- [SHORT TASK 1]:
Format the records as a JSON list of strings, one string per line, leaving out blank lines. Begin at the line that contains "One point belongs to every instance of the bush, in" and stop after the last line of the records.

- [SELECTED EXCERPT]:
** BEGIN **

# 10/3 pompano!!!



## sniperpeeps (Mar 5, 2011)

Finally figured these little bastards out....went with 6lb test seaguar fluoro leader and some owner #10 lite wire circle hooks. Bought some live shrimp and then peeled the live shrimp and baited the hooks with it. Headed out to the National Seahore around 230 today. I was trying to fish two poles but I couldn't put one down without getting a bite. First line set caught a nice whiting, about 2 lbs. Next bite was the first pomp, followed by two more pomps in a row, all about the same size. Caught a couple more undersize pomps and some small whiting I did not keep. Also caught a baby cobia, about 14 inches long. Thought it was a remora when I first saw it but it was for sure a cobia. Bite shut down around 5 so I came home to clean fish. Also threw a couple different pomp jigs for a while with nothing but lady fish to show. Thought I would put a time lapse photo together for this.

PS, thats a Bud tall boy


----------



## Snagged Line (Sep 30, 2007)

The tall boy must be photo shop if you were where you say you were..........lol. Nice work on the pomps.............


----------



## sniperpeeps (Mar 5, 2011)

Snagged Line said:


> The tall boy must be photo shop if you were where you say you were..........lol. Nice work on the pomps.............



Yea it was an empty that was hanging out in my cooler:whistling:


----------



## coolbluestreak (Jun 27, 2011)

Yum, looks good!


----------



## Kenton (Nov 16, 2007)

We caught a baby cobia is the other day too. Good job on the pomps brother!


----------



## GASeminole (Aug 15, 2011)

That's some fine eating right there


----------



## Charlie2 (Oct 2, 2007)

*Good Job!*

Nice job with the Pomps and photos. C2


----------



## bigassredfish (Apr 3, 2011)

Looks great! 


A great man once said "Give a man a fish and you'll feed him for a day. Teach a man to fish and he'll sit on the beach all day and drink beer."


----------



## grey ghost (Jul 24, 2011)

Nice !! you just taught me to peelem, didnt no that! thks


----------



## Fish-n-Fur (Apr 2, 2009)

Time lapsed photos...like that! Just missing the ones where they're getting smaller and finally gone...and somebody(s) with a big smile,and relaxed WITH A VERY CONTENT LOOK. 
Good job brother! :thumbup:


----------



## MrFish (Aug 21, 2009)

Yep, that's a good lookin' meal.


----------

** END **

- [AVAILABLE RECORDS]:
** BEGIN **

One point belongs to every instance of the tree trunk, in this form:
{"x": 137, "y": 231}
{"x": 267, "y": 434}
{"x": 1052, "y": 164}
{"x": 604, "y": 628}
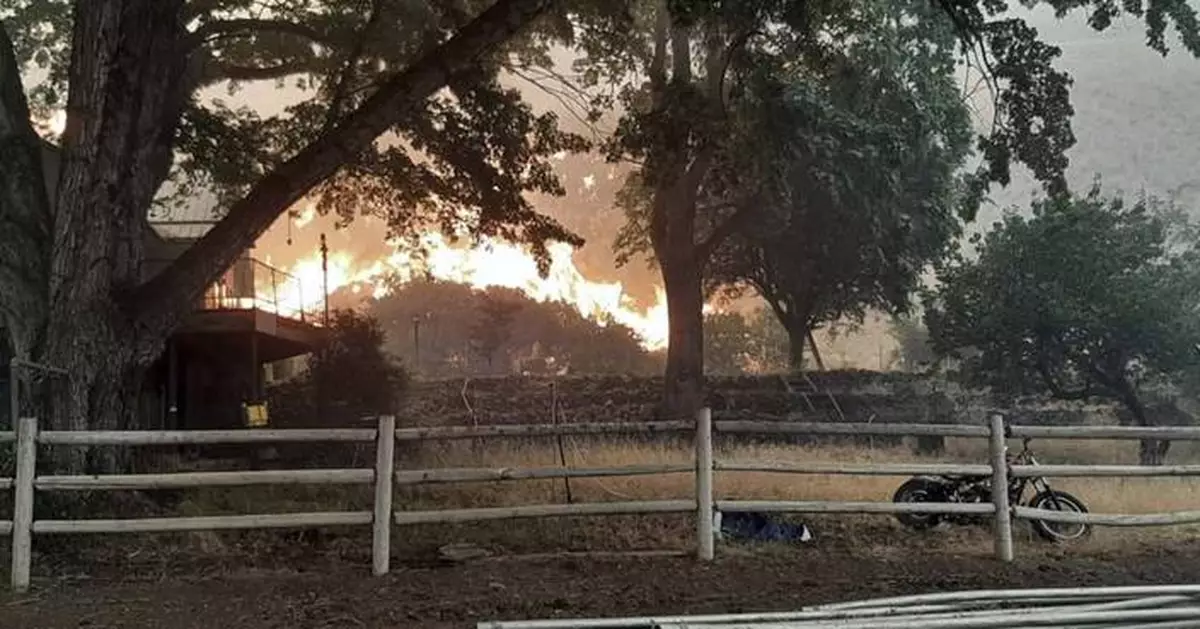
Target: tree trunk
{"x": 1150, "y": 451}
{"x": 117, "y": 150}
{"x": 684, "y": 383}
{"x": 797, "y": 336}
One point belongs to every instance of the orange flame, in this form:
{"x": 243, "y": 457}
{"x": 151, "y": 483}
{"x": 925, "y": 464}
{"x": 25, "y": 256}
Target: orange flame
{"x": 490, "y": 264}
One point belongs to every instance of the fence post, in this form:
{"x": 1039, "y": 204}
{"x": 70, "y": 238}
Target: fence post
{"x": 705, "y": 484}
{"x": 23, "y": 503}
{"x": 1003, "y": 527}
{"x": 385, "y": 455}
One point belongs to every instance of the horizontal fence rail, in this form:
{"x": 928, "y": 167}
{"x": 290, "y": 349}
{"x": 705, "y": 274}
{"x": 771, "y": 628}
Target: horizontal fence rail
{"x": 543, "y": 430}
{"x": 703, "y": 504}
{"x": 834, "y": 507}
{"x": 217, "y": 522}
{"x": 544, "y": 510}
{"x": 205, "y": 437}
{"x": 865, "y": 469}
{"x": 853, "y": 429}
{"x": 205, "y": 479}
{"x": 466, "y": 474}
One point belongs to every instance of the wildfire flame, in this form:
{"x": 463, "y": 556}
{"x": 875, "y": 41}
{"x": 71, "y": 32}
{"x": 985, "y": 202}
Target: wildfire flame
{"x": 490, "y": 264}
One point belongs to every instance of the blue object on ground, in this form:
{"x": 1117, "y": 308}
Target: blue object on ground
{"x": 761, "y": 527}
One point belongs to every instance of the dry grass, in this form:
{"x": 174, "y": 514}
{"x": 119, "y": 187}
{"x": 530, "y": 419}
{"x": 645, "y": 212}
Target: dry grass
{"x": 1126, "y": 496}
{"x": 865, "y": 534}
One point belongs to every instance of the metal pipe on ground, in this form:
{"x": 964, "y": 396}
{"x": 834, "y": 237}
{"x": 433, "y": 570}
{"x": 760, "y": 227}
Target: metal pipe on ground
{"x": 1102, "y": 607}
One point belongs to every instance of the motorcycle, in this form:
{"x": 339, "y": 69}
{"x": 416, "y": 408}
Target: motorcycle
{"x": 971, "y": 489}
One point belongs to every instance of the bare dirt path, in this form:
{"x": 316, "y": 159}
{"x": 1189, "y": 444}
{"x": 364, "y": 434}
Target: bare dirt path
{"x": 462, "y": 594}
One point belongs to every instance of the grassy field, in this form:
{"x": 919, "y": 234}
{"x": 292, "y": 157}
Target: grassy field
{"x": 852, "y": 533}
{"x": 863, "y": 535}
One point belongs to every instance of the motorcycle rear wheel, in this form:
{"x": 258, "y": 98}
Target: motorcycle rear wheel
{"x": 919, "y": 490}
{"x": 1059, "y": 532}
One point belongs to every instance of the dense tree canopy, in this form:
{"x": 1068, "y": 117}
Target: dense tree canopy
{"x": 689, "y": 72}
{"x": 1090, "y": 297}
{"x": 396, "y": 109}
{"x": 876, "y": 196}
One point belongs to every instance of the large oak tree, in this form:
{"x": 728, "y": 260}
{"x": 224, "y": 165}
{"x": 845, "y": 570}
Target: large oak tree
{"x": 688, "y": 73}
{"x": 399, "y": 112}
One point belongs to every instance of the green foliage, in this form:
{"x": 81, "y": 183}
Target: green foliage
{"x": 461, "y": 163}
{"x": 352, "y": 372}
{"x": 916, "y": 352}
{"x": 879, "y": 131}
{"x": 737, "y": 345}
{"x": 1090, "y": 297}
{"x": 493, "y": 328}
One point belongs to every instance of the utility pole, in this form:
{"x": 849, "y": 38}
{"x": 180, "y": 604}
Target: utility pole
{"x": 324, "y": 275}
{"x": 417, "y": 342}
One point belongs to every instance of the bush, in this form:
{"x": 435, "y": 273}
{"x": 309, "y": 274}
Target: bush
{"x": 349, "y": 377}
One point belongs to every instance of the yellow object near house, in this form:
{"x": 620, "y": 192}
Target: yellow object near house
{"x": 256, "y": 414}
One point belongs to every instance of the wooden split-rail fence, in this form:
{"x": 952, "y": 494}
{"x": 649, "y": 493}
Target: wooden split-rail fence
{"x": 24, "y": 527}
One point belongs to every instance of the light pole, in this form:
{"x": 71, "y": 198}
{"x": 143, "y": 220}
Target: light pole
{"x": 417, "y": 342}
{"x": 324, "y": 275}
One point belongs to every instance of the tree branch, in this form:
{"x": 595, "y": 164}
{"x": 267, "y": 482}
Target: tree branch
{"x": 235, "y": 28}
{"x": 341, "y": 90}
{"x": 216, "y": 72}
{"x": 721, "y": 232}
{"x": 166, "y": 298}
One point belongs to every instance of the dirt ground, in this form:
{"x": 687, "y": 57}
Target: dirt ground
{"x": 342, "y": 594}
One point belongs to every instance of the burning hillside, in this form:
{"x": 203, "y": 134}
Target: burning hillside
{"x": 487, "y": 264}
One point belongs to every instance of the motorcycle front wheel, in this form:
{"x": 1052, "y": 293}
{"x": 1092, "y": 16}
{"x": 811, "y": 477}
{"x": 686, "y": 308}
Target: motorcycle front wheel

** END **

- [SHORT TASK 2]:
Do these statements agree with the forum thread? (a) The first poster used a fluorocarbon leader of 6lb test. (b) The pomp jigs the first poster threw caught pompano. (c) The Bud tall boy in the first poster's photo was full.

- [CORRECT RESPONSE 1]:
[
  "One point belongs to every instance of the bush, in this form:",
  "{\"x\": 435, \"y\": 273}",
  "{\"x\": 309, \"y\": 274}",
  "Target: bush",
  "{\"x\": 349, \"y\": 377}",
  "One point belongs to every instance of the yellow object near house, in this form:",
  "{\"x\": 620, \"y\": 192}",
  "Target: yellow object near house",
  "{\"x\": 256, \"y\": 414}",
  "One point belongs to every instance of the wooden split-rail fence, in this form:",
  "{\"x\": 952, \"y\": 494}",
  "{\"x\": 649, \"y\": 493}",
  "Target: wooden split-rail fence",
  "{\"x\": 24, \"y\": 527}",
  "One point belongs to every instance of the light pole, in this form:",
  "{\"x\": 71, \"y\": 198}",
  "{\"x\": 143, \"y\": 220}",
  "Target: light pole",
  "{\"x\": 417, \"y\": 342}",
  "{\"x\": 324, \"y\": 275}",
  "One point belongs to every instance of the tree branch, in this form:",
  "{\"x\": 595, \"y\": 164}",
  "{\"x\": 267, \"y\": 482}",
  "Target: tree branch",
  "{\"x\": 235, \"y\": 28}",
  "{\"x\": 341, \"y\": 90}",
  "{\"x\": 216, \"y\": 72}",
  "{\"x\": 721, \"y\": 232}",
  "{\"x\": 166, \"y\": 298}",
  "One point belongs to every instance of the dirt ground, in this form:",
  "{\"x\": 687, \"y\": 57}",
  "Target: dirt ground",
  "{\"x\": 342, \"y\": 594}",
  "One point belongs to every instance of the burning hillside, in this form:",
  "{\"x\": 203, \"y\": 134}",
  "Target: burning hillside",
  "{\"x\": 487, \"y\": 264}",
  "One point belongs to every instance of the motorcycle front wheel, in this form:",
  "{\"x\": 1052, \"y\": 293}",
  "{\"x\": 1092, \"y\": 16}",
  "{\"x\": 811, \"y\": 477}",
  "{\"x\": 686, \"y\": 308}",
  "Target: motorcycle front wheel"
]

- [CORRECT RESPONSE 2]:
(a) Yes: "went with 6lb test seaguar fluoro leader"
(b) No: "threw a couple different pomp jigs for a while with nothing but lady fish to show"
(c) No: "Yea it was an empty that was hanging out in my cooler"